** Opening Task data block **
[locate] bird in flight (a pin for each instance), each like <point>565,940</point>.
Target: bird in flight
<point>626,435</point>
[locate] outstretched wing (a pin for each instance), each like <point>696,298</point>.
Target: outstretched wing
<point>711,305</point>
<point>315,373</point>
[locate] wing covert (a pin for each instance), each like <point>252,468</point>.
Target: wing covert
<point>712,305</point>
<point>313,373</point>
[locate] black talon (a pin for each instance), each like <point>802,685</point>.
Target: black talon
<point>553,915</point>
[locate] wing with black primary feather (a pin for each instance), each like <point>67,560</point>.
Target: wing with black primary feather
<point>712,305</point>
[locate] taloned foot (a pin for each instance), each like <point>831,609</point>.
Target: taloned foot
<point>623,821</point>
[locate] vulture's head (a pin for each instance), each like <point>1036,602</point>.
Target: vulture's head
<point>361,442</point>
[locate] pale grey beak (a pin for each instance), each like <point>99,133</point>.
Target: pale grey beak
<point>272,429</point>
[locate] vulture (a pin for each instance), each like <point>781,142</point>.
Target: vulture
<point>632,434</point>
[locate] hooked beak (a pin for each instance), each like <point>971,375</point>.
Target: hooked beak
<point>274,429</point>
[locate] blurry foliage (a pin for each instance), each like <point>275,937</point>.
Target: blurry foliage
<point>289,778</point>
** Closing Task data block **
- Task directions -
Only the lines from the one that contains "Target: wing with black primary feather" to the end of the entries above should be given again, exactly and in full.

- Task solution -
Target: wing with black primary feather
<point>712,305</point>
[locate] taloned foot (a pin for each instance), each like <point>831,609</point>.
Target: taloned foot
<point>623,821</point>
[locate] vulture's head (a pin for each instance), each like <point>1036,602</point>.
Target: vulture's head
<point>361,442</point>
[locate] pale grey beak (a pin for each instance), each like <point>99,133</point>.
Target: pale grey beak
<point>272,429</point>
[locate] vulture (a pin for each instance), each like <point>781,142</point>.
Target: vulture
<point>632,434</point>
[locate] hooked beak (a pin for each instance), each like <point>971,375</point>.
Target: hooked beak
<point>274,429</point>
[locate] blurry foliage (a pin for each instance), each like <point>275,937</point>.
Target: blurry foliage
<point>289,778</point>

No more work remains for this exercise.